**Work to do**
Repeat word for word everything from the line containing "Report one point per instance of the red apple" to the end of the listing, first and last lines included, and only that.

**Records for the task**
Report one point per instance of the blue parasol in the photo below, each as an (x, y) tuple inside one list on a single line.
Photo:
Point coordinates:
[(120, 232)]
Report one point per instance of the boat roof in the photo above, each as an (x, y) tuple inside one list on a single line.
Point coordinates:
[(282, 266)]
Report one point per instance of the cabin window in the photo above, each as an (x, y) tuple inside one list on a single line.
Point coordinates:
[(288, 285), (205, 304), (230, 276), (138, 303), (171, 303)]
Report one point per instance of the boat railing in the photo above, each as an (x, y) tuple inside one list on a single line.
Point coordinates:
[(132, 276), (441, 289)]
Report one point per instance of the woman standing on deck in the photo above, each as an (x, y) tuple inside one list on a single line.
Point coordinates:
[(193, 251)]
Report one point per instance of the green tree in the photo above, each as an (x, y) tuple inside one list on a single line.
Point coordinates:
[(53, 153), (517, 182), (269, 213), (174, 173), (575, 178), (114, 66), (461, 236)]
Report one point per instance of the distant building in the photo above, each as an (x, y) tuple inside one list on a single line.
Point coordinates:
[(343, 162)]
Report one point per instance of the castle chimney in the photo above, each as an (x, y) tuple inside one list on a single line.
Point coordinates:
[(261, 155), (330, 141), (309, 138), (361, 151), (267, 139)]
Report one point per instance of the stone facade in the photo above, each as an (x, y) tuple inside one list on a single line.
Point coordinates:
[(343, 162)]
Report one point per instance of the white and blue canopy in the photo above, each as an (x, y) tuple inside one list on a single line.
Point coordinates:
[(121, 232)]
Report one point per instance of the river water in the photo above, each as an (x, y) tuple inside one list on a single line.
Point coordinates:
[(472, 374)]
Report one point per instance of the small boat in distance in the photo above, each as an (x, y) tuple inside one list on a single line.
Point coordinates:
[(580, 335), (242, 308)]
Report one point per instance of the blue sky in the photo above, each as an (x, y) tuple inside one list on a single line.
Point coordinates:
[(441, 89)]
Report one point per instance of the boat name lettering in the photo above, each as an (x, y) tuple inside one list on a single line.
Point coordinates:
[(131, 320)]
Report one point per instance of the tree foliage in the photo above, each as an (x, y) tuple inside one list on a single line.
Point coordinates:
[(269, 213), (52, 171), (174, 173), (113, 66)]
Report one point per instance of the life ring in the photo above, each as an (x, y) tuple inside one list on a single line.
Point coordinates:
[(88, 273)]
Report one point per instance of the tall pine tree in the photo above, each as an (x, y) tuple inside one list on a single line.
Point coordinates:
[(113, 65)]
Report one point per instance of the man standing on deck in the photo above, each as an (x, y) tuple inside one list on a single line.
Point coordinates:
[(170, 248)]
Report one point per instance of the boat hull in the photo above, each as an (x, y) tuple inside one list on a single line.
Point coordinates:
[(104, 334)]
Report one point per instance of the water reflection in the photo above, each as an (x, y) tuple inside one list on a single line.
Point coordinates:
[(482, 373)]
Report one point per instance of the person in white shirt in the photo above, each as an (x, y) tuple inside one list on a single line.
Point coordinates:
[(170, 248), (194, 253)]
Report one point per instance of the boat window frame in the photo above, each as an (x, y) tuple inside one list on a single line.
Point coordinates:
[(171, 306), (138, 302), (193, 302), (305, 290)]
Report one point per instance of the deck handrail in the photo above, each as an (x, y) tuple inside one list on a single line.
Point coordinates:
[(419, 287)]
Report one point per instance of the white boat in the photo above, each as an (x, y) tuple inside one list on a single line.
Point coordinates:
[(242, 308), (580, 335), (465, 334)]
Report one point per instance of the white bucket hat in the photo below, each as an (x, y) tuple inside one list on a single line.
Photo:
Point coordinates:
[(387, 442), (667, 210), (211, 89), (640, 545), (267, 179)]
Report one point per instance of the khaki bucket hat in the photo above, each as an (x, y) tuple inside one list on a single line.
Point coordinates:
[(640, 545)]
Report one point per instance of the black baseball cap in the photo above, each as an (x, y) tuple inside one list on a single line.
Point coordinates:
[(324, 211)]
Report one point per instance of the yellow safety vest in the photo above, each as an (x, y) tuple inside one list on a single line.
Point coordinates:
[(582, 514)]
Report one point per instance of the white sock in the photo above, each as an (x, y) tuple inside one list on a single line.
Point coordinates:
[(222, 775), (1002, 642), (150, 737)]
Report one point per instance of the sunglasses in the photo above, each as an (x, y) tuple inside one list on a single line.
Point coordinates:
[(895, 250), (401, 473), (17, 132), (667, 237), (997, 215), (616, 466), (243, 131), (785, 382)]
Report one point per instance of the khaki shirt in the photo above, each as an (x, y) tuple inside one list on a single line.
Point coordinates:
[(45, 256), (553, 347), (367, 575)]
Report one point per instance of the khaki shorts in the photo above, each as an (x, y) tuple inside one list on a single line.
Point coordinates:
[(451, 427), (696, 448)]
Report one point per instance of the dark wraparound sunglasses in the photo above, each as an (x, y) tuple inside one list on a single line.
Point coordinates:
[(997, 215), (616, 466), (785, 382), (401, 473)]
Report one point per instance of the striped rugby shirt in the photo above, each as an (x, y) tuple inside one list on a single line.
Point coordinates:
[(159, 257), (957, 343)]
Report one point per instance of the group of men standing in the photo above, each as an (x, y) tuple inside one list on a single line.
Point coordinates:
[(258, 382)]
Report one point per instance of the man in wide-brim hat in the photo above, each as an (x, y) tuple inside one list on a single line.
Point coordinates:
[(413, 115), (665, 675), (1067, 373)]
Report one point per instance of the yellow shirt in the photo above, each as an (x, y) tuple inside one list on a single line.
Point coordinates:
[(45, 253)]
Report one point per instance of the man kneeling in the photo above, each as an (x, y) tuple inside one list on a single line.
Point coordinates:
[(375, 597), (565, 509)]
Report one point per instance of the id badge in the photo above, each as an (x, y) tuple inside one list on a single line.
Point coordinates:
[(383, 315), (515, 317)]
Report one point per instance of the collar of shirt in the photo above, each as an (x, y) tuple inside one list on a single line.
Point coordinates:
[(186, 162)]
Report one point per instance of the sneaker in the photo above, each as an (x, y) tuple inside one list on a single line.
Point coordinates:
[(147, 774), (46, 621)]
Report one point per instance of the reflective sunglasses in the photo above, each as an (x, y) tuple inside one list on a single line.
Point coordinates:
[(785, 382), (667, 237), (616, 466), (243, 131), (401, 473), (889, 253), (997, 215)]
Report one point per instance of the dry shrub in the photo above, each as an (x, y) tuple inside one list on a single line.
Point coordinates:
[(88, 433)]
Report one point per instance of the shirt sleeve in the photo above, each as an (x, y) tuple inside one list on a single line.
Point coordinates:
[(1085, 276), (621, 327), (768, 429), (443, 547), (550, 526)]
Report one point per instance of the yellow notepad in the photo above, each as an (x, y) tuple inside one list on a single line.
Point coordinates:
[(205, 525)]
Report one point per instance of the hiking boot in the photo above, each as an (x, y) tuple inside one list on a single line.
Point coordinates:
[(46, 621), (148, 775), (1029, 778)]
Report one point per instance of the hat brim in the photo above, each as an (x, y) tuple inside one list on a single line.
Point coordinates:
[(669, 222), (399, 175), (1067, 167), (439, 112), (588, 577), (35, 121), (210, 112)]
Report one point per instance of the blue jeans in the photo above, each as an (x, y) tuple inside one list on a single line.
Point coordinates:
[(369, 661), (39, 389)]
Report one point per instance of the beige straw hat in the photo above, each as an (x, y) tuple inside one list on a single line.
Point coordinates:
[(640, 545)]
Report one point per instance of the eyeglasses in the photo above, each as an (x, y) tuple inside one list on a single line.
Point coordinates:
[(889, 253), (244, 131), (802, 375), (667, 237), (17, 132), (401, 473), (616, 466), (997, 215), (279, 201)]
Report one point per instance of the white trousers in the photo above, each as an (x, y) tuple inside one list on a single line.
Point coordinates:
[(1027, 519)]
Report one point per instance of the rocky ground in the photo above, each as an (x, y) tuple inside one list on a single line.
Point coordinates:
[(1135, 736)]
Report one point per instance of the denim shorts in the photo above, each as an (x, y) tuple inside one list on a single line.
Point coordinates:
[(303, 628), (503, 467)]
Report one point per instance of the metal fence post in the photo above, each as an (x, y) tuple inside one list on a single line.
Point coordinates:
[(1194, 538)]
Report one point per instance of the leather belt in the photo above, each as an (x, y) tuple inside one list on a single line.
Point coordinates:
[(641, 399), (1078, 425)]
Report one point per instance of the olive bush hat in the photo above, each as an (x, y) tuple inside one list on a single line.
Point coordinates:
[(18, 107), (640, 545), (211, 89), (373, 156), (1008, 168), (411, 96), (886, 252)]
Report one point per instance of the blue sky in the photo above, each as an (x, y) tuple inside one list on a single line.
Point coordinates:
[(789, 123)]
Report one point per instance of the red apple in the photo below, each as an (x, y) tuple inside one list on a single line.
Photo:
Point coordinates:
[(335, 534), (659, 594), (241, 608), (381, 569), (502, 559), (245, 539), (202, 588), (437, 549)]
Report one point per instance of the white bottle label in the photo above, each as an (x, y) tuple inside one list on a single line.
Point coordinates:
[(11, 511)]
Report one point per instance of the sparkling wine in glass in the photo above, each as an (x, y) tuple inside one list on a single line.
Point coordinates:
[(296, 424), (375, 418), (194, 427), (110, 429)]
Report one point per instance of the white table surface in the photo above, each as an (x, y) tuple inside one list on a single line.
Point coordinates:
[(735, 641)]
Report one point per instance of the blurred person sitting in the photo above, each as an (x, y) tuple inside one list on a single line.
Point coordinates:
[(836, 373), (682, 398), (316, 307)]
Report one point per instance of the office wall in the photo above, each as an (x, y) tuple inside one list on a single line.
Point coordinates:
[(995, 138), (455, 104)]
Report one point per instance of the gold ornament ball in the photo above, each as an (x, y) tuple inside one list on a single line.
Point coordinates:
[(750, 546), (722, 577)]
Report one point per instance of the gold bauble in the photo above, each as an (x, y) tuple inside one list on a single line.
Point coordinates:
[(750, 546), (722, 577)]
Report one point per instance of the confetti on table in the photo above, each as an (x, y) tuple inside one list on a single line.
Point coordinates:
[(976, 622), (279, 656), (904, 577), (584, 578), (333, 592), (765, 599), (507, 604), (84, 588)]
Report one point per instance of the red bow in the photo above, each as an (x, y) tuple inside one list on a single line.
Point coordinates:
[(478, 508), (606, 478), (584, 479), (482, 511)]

**Output of the exercise**
Report one point per instance of the red apple in the photo below, each as an (x, y) tuple inside one list on a single line.
Photo:
Point coordinates:
[(335, 534), (659, 594), (241, 608), (381, 569), (502, 559), (245, 539), (202, 588), (437, 549)]
Report one point per instance of the white bottle label in the photo above, each as an (x, y) tuple inside one list on a single line.
Point coordinates:
[(11, 511)]
Report one point per instance of the sparkling wine in glass in the photo above, each as an (x, y) tuple inside one list on a single line.
Point coordinates:
[(296, 424), (375, 418), (194, 427), (110, 429)]
Report one point per instance of the white table surface in the photo above, each as an (x, y) tuple inside one list on a single line.
Point coordinates:
[(735, 641)]
Report one point per instance of the blurred person sitting in the photo above, each as an (x, y) tuple inside one list on a single line.
Point coordinates:
[(836, 373), (682, 398), (316, 307)]
Report one point per instance of the office wall in the photo above, each as an (x, y) tuple inside one list on a single line.
Point coordinates:
[(995, 138), (455, 104)]
Report one point per instance of the gold ornament ball in the photo above, each as an (x, y) tuple inside one list on a single line.
Point coordinates:
[(750, 546), (722, 577)]
Report one point per instance of the gold bauble in the photo above, each as an (x, y) tuple inside one list on a single line.
Point coordinates:
[(750, 546), (722, 577)]
Report one point per instance of the confetti on table in the photo above, each as an (x, y) tuple inside one list on a single line.
Point coordinates:
[(976, 622), (279, 656), (904, 577), (584, 578), (333, 592), (765, 599), (507, 604), (84, 588)]
Report one point per instance of the red bow in the photo above, each as an (x, y) tuple inside one list on a single line.
Point coordinates:
[(478, 508), (606, 478), (584, 479), (482, 511)]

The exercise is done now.